:: Exercise objective ::
Please answer these questions from the concert review below.
(a) What guitar did Gabel play during the Jannus Landing show?
(b) Who was the drummer in Against Me!?
(c) Whom was the "Rapid Response" EP recorded to benefit?

:: Text block ::
Content starts

Tom Gabel has one of rock’s best voices, a commanding bellow that snaps the listener to attention, assuming his band, Against Me!, hasn’t already done so.

Live Friday night at Jannus Landing, Gabel looked like he sounded – muscles taut, eyes squinted, right arm going from a right angle to fully extended as he churned out chords on a black Rickenbacker.

He was matched, intensity for intensity, by his band mates, particularly burly bassist Andrew Seward, who manhandled his Fender four-string throughout the show. Guitarist James Bowman ably spelled Gabel on vocals while drummer Warren Oakes combined passion with machine-like precision.

The Gainesville quartet performed the lion’s share of last year’s “New Wave,” album, as well as older gems such as “From Her Lips to God’s Ears (The Energizer),” “Miami,” “Don’t Lose Touch” and a particularly rollicking “Sink, Florida, Sink.”

Gabel’s a witty, insightful lyricist, and he’s learned to combine them with irresistible hooks. So the tale of a going-nowhere junkie in “Thrash Unreal” sneaks in under the “ba ba bas” of the chorus.

There were hints of The Clash in Against Me!’s sheer power of presentation, and of X and Social Distortion in the tight, brutally efficient guitars-bass-drums attack.

Mostly though, there was evidence that punk rock’s carcass, left for dead so often, was being re-animated again, just when we need it most.

Preceding Against Me!, Ted Leo was all nervous energy, every move a quick jab, his songs rapid fire staccato bursts that show an obvious debt to The Jam, but which skillfully mix in R&B, Celtic, folk and ska as well. 

With his band, The Pharmacists, Leo played a set that was full of stinging guitar lines and pointedly political lyrics, particularly the numbers from the recent “Rapid Response” EP, recorded to benefit protesters arrested during the recent Republican Convention in St. Paul, Minn.

As much as he favors short, sharp shocks in his music, Leo also proved fond of guitar overdrive, facing his amp to create a barrage of feedback effects.

Opener Future of the Left played early (and I got there late).

Content ends

:: Dataset content ::
Content starts

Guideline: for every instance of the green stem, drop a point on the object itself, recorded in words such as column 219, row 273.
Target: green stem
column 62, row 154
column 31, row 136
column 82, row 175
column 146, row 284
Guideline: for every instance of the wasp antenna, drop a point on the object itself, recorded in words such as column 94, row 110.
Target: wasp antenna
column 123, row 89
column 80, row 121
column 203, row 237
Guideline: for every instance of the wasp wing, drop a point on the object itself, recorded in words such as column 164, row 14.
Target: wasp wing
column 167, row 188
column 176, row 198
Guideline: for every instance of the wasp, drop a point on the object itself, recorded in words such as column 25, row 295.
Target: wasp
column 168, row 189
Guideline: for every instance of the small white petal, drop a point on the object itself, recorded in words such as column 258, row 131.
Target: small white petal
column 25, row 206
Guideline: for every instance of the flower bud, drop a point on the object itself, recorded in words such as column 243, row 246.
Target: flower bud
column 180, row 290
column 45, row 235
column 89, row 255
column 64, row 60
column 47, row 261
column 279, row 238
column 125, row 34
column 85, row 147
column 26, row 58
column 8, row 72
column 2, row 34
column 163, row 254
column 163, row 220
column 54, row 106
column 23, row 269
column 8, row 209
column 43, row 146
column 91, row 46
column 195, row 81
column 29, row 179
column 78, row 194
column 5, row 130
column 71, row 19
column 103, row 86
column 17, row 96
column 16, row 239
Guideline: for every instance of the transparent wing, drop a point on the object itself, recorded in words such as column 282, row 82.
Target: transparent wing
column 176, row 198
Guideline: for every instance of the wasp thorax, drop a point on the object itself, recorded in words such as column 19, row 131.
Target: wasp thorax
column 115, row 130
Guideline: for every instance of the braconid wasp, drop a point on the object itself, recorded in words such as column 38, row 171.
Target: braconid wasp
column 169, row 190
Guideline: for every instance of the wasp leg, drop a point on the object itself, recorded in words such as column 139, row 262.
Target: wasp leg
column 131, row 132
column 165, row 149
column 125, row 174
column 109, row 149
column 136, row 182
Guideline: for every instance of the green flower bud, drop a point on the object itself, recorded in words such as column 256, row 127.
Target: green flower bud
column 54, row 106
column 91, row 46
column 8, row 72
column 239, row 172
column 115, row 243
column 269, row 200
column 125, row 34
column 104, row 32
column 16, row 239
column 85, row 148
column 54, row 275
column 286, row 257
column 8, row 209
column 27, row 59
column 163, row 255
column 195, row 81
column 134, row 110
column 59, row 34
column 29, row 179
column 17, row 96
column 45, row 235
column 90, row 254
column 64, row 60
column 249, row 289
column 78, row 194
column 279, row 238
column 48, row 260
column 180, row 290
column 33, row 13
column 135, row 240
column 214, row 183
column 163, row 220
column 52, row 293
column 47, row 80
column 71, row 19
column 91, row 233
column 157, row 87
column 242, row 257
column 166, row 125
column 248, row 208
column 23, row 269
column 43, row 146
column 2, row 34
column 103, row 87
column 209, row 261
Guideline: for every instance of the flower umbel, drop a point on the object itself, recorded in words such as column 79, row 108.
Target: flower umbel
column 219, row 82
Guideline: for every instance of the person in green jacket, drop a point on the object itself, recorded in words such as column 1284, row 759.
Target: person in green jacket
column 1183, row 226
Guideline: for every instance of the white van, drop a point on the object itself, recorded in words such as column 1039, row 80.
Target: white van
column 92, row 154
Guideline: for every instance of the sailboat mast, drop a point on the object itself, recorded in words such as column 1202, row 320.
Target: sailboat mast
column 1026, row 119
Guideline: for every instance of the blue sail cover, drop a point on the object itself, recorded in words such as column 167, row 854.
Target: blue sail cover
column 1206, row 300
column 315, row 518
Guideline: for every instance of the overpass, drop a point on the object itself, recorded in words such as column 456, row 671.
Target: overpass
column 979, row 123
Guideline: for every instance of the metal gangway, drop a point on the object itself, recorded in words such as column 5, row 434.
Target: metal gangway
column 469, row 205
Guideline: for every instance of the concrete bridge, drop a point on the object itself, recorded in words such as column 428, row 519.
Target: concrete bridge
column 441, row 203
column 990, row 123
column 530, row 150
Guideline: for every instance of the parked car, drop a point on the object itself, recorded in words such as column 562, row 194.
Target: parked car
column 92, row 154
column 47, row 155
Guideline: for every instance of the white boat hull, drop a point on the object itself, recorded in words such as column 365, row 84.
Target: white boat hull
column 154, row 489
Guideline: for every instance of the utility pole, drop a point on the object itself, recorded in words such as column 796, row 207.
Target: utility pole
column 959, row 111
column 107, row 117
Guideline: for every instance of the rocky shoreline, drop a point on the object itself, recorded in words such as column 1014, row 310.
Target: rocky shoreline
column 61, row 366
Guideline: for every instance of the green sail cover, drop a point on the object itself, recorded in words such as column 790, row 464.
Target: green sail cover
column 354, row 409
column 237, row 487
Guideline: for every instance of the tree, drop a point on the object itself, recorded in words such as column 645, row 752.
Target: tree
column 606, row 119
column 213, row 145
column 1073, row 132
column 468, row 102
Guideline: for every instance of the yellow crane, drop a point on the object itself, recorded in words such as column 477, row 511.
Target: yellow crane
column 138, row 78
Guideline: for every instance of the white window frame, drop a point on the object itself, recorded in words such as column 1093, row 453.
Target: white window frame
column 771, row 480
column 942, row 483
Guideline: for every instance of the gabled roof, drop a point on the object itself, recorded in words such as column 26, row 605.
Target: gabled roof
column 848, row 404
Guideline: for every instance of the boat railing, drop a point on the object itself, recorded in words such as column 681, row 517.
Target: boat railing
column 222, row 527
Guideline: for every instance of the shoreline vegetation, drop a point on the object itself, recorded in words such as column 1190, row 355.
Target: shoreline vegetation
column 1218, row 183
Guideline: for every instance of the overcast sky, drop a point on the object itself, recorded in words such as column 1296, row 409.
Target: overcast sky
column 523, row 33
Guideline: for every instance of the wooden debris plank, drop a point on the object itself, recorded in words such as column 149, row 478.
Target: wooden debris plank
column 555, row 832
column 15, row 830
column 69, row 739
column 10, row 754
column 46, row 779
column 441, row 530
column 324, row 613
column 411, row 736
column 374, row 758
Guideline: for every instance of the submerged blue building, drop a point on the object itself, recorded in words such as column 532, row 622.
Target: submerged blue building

Content ends

:: Answer to this task ::
(a) A black Rickenbacker.
(b) Warren Oakes.
(c) Protesters arrested during the recent Republican Convention in St. Paul, Minn.